Passage provided:
-=-=-=-=-

Managing Artificial Intelligence Projects: Framework for Success. Part 4
Data collection
Data sources identified during problem formulation often grow organically, lack a unified structure, and exist in silos. For instance, patient or customer data is typically spread across various dimensions like demographic, behavioural, psychometric, transactions, consultations, or feedback. These dimensions are saved in different systems, at different times, by different individuals.
Using siloed data for AI models is generally not recommended, as it causes data bias that affects model outcomes and generalizability to new data. A better approach is to consolidate data into a unified repository – a single source of truth, such as a data warehouse, or data lake, before AI model development. This centralizes data access, ownership, stewardship, metadata, governance, and regulations.
However, in certain well-defined scenarios, siloed data may be necessary for model effectiveness or to meet privacy and confidentiality constraints. Not every AI project has the budget or timeline for unified data, making the use of siloed data an acceptable risk that must be documented. A modern solution to siloed data is using AI to create a meta-layer or representation of all data sources, both structured and unstructured, through techniques like federated learning, representation learning, and latent learning.
Data exploration
This stage focuses on actual data, unlike the prior stage, which emphasized data structure. It usually starts by comparing industry benchmarks and algorithmic baselines. The prepared data structure is then filled with actual data using techniques like data visualization, correlation analysis, granularity alignment, relationship checking, outlier handling, and quality enforcement.
Data visualization includes pairwise plots, dataset projections, and interactive dashboards to scrutinize datasets for accuracy, relevance, quality, and volume. Multicollinearity and highly correlated attributes are typically removed but occasionally labelled for further analysis. Aligning granularity ensures consistent record representation. For instance, capturing both date and time for transactions enhances AI model accuracy.
Attributes and data points should be checked for various relationships (linear, cyclic, probabilistic, differential) and represented accordingly. For example, graph data should use AI algorithms designed for cyclic relationships. Outlier detection methods depend on the type of relationship and may result in removal or labelling, depending on the problem context. Data quality ensures the data is "fit for purpose," supported by various frameworks and standards.

-=-=-=-=-

Return the part of the article on data collection and exploration for AI projects, word for word, starting at "Data visualization includes" and ending at "frameworks and standards.". The material that comes after this text isn't needed.

Dataset records:
-=-=-=-=-

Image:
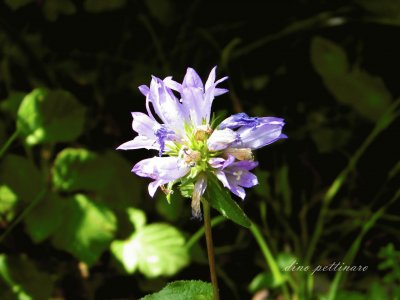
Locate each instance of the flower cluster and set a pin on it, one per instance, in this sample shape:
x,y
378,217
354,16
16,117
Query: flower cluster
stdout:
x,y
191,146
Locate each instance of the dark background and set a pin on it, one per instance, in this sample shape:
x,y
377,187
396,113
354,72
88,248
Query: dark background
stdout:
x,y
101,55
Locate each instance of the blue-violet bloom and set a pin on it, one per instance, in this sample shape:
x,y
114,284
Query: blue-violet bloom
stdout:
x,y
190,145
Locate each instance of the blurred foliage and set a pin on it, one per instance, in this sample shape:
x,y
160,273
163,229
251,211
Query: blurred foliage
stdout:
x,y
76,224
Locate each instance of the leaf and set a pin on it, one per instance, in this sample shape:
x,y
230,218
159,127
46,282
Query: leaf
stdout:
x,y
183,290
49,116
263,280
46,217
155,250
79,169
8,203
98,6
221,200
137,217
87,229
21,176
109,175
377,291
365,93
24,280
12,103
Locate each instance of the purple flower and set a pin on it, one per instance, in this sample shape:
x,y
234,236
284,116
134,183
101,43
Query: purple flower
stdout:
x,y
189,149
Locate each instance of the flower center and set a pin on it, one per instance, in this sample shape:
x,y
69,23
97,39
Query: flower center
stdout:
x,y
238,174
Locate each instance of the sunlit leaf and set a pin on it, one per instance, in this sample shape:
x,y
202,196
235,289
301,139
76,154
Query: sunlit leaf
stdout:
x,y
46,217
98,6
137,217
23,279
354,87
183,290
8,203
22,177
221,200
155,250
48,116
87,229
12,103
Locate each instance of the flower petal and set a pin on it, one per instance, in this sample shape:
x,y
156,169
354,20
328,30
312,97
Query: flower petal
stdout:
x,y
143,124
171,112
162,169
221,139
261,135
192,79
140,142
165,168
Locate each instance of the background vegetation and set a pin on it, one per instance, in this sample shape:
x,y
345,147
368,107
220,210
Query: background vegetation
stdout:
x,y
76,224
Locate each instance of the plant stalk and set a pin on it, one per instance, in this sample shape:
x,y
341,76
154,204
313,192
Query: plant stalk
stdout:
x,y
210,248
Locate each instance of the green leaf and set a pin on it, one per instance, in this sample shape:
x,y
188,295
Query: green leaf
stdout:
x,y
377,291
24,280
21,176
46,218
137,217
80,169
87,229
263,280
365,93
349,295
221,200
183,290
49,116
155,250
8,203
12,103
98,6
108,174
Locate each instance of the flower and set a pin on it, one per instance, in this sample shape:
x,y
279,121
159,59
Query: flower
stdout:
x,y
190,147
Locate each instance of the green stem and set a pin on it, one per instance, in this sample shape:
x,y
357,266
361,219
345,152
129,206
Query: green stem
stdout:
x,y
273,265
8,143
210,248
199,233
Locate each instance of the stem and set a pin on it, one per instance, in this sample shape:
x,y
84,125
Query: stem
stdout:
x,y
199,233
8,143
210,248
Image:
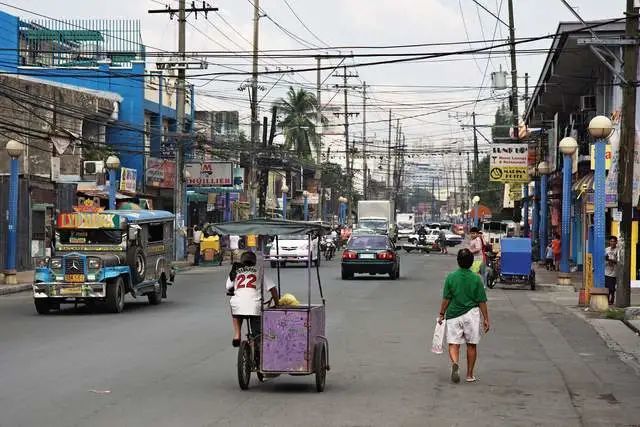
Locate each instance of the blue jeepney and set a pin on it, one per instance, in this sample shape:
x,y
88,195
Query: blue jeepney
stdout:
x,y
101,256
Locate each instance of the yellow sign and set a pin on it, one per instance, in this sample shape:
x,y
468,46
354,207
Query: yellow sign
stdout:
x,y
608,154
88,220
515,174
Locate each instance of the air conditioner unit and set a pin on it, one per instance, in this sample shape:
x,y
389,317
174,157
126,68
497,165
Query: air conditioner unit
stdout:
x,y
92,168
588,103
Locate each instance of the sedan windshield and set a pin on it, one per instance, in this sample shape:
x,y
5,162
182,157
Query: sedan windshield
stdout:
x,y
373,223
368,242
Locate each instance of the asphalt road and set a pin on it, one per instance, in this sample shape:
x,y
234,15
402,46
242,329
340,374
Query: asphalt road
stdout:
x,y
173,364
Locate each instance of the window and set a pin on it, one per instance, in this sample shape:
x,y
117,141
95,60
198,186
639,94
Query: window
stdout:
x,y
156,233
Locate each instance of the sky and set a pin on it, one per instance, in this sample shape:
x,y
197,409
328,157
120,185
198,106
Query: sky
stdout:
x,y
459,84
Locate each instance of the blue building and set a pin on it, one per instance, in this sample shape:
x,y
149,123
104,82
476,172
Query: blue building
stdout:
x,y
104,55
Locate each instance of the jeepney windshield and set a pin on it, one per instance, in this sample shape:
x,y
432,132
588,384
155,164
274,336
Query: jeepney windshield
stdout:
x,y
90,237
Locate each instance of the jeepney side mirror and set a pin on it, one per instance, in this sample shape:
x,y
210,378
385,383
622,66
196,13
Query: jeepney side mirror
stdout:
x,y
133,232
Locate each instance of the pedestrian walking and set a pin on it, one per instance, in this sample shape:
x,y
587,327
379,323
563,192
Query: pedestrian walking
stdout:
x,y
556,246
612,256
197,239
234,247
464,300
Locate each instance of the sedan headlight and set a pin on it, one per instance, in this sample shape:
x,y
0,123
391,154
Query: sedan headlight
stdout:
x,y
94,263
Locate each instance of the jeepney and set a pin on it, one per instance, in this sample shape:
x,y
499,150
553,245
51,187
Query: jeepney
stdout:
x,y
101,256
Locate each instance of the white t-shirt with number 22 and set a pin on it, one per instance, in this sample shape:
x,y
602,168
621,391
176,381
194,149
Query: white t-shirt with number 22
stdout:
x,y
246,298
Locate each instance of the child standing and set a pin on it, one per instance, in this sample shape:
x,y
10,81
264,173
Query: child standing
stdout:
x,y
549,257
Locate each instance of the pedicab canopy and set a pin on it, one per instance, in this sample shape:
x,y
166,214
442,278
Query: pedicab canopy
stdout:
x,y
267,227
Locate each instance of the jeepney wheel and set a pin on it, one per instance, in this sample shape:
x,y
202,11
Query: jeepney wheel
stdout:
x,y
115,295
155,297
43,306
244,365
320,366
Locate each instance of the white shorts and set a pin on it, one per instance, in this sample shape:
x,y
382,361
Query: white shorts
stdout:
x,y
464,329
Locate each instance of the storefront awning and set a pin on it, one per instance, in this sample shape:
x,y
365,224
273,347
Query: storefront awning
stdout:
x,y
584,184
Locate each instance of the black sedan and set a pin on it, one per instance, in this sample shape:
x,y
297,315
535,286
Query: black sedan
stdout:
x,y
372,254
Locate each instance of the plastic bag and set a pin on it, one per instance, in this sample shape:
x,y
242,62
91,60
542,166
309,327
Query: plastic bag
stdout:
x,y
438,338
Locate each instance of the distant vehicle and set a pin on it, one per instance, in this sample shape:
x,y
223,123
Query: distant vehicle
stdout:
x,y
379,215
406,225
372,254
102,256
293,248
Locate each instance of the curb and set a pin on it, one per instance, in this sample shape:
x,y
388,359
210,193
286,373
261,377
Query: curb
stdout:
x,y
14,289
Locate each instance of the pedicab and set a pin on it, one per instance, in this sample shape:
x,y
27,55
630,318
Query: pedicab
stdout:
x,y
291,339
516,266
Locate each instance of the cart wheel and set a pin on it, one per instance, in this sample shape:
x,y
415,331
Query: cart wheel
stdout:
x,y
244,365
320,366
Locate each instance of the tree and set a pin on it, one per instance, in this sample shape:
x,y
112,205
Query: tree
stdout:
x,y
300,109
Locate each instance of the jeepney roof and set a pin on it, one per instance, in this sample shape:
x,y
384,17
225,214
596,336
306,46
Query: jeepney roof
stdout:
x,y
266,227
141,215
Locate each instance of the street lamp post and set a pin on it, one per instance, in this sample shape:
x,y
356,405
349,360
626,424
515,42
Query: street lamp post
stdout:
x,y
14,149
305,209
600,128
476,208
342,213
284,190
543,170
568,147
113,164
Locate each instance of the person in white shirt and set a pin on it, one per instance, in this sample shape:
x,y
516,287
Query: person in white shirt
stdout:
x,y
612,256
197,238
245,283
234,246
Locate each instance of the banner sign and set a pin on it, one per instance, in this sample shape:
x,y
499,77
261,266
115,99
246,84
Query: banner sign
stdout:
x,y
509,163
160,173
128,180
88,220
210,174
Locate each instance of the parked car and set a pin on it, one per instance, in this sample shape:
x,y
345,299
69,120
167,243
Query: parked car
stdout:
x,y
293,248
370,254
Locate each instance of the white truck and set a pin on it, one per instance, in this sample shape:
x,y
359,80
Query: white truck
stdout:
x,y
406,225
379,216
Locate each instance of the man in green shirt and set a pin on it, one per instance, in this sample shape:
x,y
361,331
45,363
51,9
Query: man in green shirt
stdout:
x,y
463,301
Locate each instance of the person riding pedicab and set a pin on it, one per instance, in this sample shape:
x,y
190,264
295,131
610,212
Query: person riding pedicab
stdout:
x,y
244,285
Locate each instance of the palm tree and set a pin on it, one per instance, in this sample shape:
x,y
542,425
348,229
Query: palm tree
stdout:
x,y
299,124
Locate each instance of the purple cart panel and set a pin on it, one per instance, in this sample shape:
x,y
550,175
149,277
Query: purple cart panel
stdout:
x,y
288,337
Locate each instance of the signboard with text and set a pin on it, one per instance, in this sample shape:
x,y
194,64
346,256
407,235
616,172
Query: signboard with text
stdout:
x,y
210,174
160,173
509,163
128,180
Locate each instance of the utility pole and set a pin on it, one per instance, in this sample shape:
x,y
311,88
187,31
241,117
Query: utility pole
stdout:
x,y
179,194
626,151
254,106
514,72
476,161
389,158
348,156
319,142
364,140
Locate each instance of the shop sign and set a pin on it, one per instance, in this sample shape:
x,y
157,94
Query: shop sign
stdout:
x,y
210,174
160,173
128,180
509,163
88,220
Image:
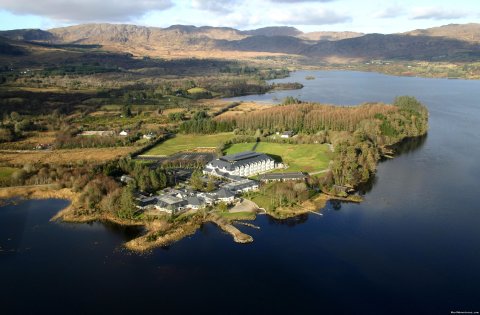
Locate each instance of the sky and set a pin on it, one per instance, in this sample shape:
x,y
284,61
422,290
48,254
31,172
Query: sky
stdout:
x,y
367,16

-=-=-=-=-

Response below:
Data visualization includes pairwise plots, dataset projections, and interactive dashboards to scrutinize datasets for accuracy, relevance, quality, and volume. Multicollinearity and highly correlated attributes are typically removed but occasionally labelled for further analysis. Aligning granularity ensures consistent record representation. For instance, capturing both date and time for transactions enhances AI model accuracy.
Attributes and data points should be checked for various relationships (linear, cyclic, probabilistic, differential) and represented accordingly. For example, graph data should use AI algorithms designed for cyclic relationships. Outlier detection methods depend on the type of relationship and may result in removal or labelling, depending on the problem context. Data quality ensures the data is "fit for purpose," supported by various frameworks and standards.